> What needs to be done:
Look through the records below for the line with "Where can the stone". Return that line and each one after it up to and including the line with "Where can the orange", exactly.

> Data for review:
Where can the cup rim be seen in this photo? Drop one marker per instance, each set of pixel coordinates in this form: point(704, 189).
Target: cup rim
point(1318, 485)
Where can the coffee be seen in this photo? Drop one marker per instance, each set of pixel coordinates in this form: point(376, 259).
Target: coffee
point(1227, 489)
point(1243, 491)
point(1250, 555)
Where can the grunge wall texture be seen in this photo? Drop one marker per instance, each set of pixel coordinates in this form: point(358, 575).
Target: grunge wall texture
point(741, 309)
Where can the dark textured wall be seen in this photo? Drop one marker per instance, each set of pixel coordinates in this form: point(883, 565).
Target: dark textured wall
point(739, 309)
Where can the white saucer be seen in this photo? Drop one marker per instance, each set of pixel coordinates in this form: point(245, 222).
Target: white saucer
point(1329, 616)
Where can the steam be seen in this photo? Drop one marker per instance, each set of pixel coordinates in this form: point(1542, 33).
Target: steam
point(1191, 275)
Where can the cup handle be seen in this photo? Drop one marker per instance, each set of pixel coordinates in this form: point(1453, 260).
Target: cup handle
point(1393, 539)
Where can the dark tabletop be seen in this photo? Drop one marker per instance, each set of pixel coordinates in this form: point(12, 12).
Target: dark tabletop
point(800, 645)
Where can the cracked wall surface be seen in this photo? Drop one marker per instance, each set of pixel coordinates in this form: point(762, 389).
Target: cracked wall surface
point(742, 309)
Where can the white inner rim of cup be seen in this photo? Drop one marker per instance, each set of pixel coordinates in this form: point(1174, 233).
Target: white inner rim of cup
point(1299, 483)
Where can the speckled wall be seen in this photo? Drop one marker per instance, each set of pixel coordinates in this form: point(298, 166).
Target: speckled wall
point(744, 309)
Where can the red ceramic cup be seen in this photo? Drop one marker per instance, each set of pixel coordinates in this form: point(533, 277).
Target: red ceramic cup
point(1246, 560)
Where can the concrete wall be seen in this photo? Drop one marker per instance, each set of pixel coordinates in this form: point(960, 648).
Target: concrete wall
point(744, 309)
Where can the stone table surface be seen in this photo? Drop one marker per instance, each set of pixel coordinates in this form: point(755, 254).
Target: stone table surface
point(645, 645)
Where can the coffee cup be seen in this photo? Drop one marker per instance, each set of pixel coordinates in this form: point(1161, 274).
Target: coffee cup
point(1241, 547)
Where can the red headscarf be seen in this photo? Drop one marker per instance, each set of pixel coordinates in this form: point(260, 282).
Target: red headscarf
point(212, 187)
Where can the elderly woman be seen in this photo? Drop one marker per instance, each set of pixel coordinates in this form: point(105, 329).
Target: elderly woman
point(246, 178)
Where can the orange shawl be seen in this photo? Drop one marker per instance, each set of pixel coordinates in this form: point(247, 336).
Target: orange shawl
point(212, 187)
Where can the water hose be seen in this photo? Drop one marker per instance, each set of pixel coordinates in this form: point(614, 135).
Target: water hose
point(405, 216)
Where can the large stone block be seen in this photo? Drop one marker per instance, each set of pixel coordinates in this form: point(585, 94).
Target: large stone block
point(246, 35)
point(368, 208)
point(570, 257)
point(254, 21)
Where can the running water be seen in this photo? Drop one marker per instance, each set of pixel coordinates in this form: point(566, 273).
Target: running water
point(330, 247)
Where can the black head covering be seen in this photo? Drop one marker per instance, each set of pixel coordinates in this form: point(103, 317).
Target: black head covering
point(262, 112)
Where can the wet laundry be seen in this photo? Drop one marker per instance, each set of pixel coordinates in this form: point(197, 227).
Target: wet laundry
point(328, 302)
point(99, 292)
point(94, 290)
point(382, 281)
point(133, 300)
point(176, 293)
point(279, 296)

> Task result:
Where can the stone table surface be seen in this photo? Drop one marker per instance, each set of pixel coordinates in this form: point(755, 254).
Target: stone table surface
point(645, 645)
Where can the coffee cup be seen in this photo? Drop one marker per instance, each set of pixel coordinates in this form: point(1161, 274).
Target: coffee cup
point(1241, 547)
Where can the red headscarf be seen in this photo? Drop one marker per instance, each set of pixel coordinates in this form: point(260, 282).
Target: red headscarf
point(212, 187)
Where can the elderly woman be seen in this photo? Drop one marker per instance, each set of pixel coordinates in this form: point(105, 329).
Target: elderly woman
point(246, 178)
Where can the orange shawl be seen in this photo? Drop one marker per instance, each set of pixel coordinates in this form: point(247, 336).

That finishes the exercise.